TASK PROMPT —
Revise the items below by changing every instance of "integer pixel values" to "whole-number pixel coordinates". Keep every other part of each item the same.

LISTED RECORDS —
-=-=-

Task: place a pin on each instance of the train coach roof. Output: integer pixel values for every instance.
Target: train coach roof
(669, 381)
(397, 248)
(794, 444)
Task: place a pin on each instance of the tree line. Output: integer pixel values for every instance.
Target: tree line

-=-=-

OUTPUT FOR THIS TASK —
Task: place a pin on each instance of the train coach roof. Output: whole-number pixel coordinates for every instance.
Target: train coach roof
(669, 381)
(397, 248)
(794, 444)
Task: place a pin on each instance of the tree line. Output: whole-number pixel coordinates for every instance.
Target: tree line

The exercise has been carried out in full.